§ Request
Express every line of the items below as a JSON list of strings, one string per line, leaving out blank lines.

§ Records supplied
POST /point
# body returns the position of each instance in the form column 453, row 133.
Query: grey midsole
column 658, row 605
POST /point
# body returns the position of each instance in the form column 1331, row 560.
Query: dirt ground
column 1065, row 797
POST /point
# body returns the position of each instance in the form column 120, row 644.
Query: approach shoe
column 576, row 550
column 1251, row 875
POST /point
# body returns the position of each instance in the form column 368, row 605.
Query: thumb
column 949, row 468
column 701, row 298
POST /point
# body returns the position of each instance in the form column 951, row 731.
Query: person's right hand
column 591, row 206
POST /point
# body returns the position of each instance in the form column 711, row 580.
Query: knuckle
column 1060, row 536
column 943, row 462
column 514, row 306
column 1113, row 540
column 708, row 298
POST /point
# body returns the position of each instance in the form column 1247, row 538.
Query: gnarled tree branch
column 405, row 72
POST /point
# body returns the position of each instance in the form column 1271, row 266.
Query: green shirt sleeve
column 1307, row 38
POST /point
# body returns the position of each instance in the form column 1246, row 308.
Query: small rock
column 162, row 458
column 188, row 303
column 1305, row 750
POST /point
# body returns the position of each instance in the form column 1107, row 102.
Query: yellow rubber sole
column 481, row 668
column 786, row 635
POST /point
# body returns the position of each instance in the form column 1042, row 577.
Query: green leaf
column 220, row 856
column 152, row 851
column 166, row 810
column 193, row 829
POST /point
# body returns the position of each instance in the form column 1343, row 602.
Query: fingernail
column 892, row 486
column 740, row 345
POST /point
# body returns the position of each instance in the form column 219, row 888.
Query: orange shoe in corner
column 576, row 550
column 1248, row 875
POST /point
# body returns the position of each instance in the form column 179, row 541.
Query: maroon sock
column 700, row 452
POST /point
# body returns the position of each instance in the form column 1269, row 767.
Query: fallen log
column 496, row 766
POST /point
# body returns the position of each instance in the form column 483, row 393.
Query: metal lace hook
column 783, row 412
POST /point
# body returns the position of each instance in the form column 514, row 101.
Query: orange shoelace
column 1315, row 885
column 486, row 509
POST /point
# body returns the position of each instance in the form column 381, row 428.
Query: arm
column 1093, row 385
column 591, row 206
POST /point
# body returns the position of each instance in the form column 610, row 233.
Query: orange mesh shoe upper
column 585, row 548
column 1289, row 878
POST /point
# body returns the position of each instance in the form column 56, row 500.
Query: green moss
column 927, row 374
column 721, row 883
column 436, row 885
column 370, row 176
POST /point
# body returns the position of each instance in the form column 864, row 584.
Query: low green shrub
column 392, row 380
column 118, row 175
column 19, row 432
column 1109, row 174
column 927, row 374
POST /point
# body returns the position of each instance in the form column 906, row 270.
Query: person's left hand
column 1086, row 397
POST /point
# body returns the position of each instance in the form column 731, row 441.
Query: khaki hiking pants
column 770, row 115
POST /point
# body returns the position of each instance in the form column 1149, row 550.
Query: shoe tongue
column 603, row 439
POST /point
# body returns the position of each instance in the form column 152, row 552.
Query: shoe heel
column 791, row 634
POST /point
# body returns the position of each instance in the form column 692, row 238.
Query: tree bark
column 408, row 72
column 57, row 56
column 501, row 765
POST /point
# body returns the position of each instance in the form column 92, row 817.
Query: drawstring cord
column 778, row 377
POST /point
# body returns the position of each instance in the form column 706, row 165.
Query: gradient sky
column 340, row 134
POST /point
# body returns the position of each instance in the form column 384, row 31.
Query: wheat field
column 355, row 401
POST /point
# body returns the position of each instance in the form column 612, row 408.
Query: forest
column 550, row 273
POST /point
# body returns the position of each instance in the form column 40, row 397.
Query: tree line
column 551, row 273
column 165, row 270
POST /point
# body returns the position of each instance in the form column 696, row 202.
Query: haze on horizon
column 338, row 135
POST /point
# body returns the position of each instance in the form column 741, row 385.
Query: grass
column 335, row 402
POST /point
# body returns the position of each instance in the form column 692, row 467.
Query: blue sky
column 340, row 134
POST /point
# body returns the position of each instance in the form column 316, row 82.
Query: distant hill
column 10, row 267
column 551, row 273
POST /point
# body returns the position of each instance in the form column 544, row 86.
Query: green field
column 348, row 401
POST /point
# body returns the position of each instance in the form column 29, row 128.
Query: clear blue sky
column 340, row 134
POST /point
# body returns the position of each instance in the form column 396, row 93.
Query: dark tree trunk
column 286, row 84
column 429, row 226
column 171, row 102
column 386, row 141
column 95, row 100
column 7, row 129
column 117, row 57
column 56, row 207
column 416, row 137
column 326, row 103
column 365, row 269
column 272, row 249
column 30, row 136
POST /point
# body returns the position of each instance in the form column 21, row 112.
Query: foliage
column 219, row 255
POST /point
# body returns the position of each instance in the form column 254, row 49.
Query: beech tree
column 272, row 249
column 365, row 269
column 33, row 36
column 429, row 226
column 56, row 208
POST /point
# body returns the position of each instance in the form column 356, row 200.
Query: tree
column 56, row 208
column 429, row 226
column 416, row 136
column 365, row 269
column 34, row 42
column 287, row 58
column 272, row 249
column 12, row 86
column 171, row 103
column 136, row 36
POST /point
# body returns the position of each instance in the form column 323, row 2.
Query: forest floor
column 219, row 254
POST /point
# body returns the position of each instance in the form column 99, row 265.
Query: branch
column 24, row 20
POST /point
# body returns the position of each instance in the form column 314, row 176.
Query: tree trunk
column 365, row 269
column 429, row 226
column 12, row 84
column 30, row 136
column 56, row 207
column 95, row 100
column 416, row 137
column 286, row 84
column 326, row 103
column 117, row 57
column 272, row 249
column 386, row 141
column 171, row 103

§ Task output
[
  "POST /point",
  "# body returns the position of each instance in the form column 453, row 133.",
  "Query: grey midsole",
  "column 658, row 605",
  "POST /point",
  "# body returns the position of each instance in the form column 1331, row 560.",
  "Query: dirt ground",
  "column 1065, row 797",
  "POST /point",
  "# body returns the position of each instance in the form column 120, row 644.",
  "Query: approach shoe",
  "column 576, row 550",
  "column 1251, row 875",
  "POST /point",
  "# body returns the position of each instance in the form column 368, row 605.",
  "Query: thumb",
  "column 949, row 468",
  "column 701, row 298",
  "POST /point",
  "# body returns the position of each instance in the form column 951, row 731.",
  "Query: person's right hand",
  "column 591, row 206",
  "POST /point",
  "# body returns the position of each instance in the form column 711, row 580.",
  "Query: knuckle",
  "column 1060, row 536",
  "column 943, row 462",
  "column 514, row 306",
  "column 1113, row 540",
  "column 708, row 298",
  "POST /point",
  "# body returns the position of each instance in the form column 1247, row 538.",
  "Query: gnarled tree branch",
  "column 405, row 72",
  "POST /point",
  "# body returns the position of each instance in the form column 1271, row 266.",
  "Query: green shirt sleeve",
  "column 1307, row 38",
  "POST /point",
  "# body returns the position of each instance in the form column 1246, row 308.",
  "Query: small rock",
  "column 162, row 458",
  "column 188, row 303",
  "column 1305, row 750",
  "POST /point",
  "# body returns the position of each instance in the form column 1107, row 102.",
  "Query: yellow rubber sole",
  "column 481, row 668",
  "column 786, row 635",
  "POST /point",
  "# body returns the position of each instance in the form column 1042, row 577.",
  "Query: green leaf",
  "column 220, row 856",
  "column 152, row 851",
  "column 166, row 810",
  "column 193, row 829",
  "POST /point",
  "# body returns the position of each instance in the form column 1343, row 602.",
  "Query: fingernail",
  "column 892, row 486",
  "column 740, row 345",
  "POST /point",
  "# body returns the position of each instance in the form column 219, row 888.",
  "Query: orange shoe in corner",
  "column 576, row 550",
  "column 1248, row 875",
  "POST /point",
  "# body returns the position of each instance in the form column 179, row 541.",
  "Query: maroon sock",
  "column 700, row 452",
  "POST /point",
  "# body returns the position of each instance in the form column 1269, row 767.",
  "Query: fallen log",
  "column 496, row 766",
  "POST /point",
  "# body returns the position of each instance in the form column 483, row 393.",
  "Query: metal lace hook",
  "column 783, row 412",
  "POST /point",
  "# body returns the position of each instance in the form column 514, row 101.",
  "Query: orange shoelace",
  "column 1315, row 885",
  "column 486, row 509",
  "POST /point",
  "# body returns the position of each instance in the form column 381, row 428.",
  "Query: arm",
  "column 1093, row 385",
  "column 591, row 206",
  "POST /point",
  "# body returns the position of each instance in the form column 610, row 233.",
  "Query: orange mesh shoe upper",
  "column 585, row 548",
  "column 1289, row 878",
  "POST /point",
  "# body returns the position of each instance in the form column 56, row 500.",
  "Query: green moss",
  "column 927, row 374",
  "column 721, row 883",
  "column 436, row 885",
  "column 370, row 176",
  "POST /point",
  "# body returns the position of each instance in the form column 864, row 584.",
  "Query: low green shrub",
  "column 392, row 380",
  "column 118, row 175",
  "column 19, row 432",
  "column 1109, row 174",
  "column 927, row 374",
  "POST /point",
  "# body returns the position of each instance in the form column 906, row 270.",
  "Query: person's left hand",
  "column 1086, row 397",
  "POST /point",
  "# body returns the position of each instance in the form column 731, row 441.",
  "Query: khaki hiking pants",
  "column 770, row 115",
  "POST /point",
  "# body returns the position of each instance in the form column 1149, row 550.",
  "Query: shoe tongue",
  "column 603, row 439",
  "POST /point",
  "# body returns the position of each instance in the form column 152, row 552.",
  "Query: shoe heel",
  "column 791, row 634",
  "POST /point",
  "# body returns the position of each instance in the form column 692, row 238.",
  "Query: tree bark",
  "column 408, row 72",
  "column 57, row 56",
  "column 501, row 765",
  "POST /point",
  "# body returns the position of each instance in the form column 92, row 817.",
  "Query: drawstring cord",
  "column 778, row 377",
  "POST /point",
  "# body returns the position of each instance in the form column 706, row 165.",
  "Query: gradient sky",
  "column 340, row 134",
  "POST /point",
  "# body returns the position of each instance in the form column 384, row 31.",
  "Query: wheat field",
  "column 355, row 401",
  "POST /point",
  "# body returns the position of each instance in the form column 612, row 408.",
  "Query: forest",
  "column 550, row 273",
  "POST /point",
  "# body returns the position of each instance in the form column 40, row 397.",
  "Query: tree line",
  "column 551, row 273",
  "column 165, row 270",
  "POST /point",
  "# body returns the position of each instance in the form column 696, row 202.",
  "Query: haze on horizon",
  "column 338, row 135",
  "POST /point",
  "# body returns the position of each instance in the form column 741, row 385.",
  "Query: grass",
  "column 335, row 402",
  "POST /point",
  "# body returns the position of each instance in the form column 692, row 467.",
  "Query: blue sky",
  "column 340, row 134",
  "POST /point",
  "# body returns the position of each instance in the form column 316, row 82.",
  "Query: distant hill",
  "column 10, row 267",
  "column 551, row 273",
  "POST /point",
  "# body returns the position of each instance in the form column 544, row 86.",
  "Query: green field",
  "column 348, row 401",
  "POST /point",
  "# body returns the position of each instance in the form column 29, row 128.",
  "Query: clear blue sky",
  "column 340, row 134",
  "POST /point",
  "# body returns the position of each instance in the form column 396, row 93.",
  "Query: dark tree trunk",
  "column 286, row 84",
  "column 429, row 226",
  "column 171, row 102",
  "column 386, row 141",
  "column 95, row 100",
  "column 7, row 129",
  "column 117, row 57",
  "column 56, row 207",
  "column 416, row 137",
  "column 326, row 103",
  "column 365, row 269",
  "column 272, row 249",
  "column 30, row 136",
  "POST /point",
  "# body returns the position of each instance in the form column 21, row 112.",
  "Query: foliage",
  "column 219, row 255",
  "POST /point",
  "# body returns the position of each instance in the form column 254, row 49.",
  "Query: beech tree",
  "column 272, row 249",
  "column 365, row 269",
  "column 33, row 36",
  "column 429, row 226",
  "column 56, row 208",
  "POST /point",
  "# body returns the position of each instance in the form column 356, row 200.",
  "Query: tree",
  "column 56, row 208",
  "column 429, row 226",
  "column 416, row 136",
  "column 365, row 269",
  "column 34, row 42",
  "column 287, row 58",
  "column 272, row 249",
  "column 12, row 86",
  "column 171, row 103",
  "column 136, row 36",
  "POST /point",
  "# body returns the position of each instance in the form column 323, row 2.",
  "Query: forest floor",
  "column 219, row 254",
  "POST /point",
  "# body returns the position of each instance in the form column 99, row 265.",
  "Query: branch",
  "column 24, row 20",
  "POST /point",
  "# body returns the position of each instance in the form column 314, row 176.",
  "Query: tree trunk",
  "column 365, row 269",
  "column 429, row 226",
  "column 12, row 84",
  "column 30, row 136",
  "column 56, row 207",
  "column 95, row 100",
  "column 416, row 137",
  "column 286, row 84",
  "column 326, row 103",
  "column 117, row 57",
  "column 272, row 249",
  "column 386, row 141",
  "column 171, row 103"
]